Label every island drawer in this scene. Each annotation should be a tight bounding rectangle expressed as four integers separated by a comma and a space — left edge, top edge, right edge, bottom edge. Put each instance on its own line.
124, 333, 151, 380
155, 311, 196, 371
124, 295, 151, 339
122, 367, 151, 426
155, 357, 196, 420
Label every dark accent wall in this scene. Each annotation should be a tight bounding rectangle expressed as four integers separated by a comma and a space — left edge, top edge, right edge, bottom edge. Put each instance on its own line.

* _Problem requirements_
Format all of the rows above as a numbered list, omitting any blank lines.

* _Reply to the task_
1. Label every island drawer in this scene. Each annotation should be a tight bounding rectangle expressed as four integers separated by a comma and a space — left edge, top edge, right edge, bottom edge. Put each instance on its own line.
2. 124, 333, 151, 380
3. 155, 311, 196, 371
4. 124, 295, 151, 339
5. 122, 367, 151, 426
6. 155, 357, 196, 420
7. Label every dark accent wall in this scene. Each annotation should be a tight bounding rectangle expressed as four integers separated by a comma and a space — left edge, top edge, right edge, bottom edge. Put each instance on its own line.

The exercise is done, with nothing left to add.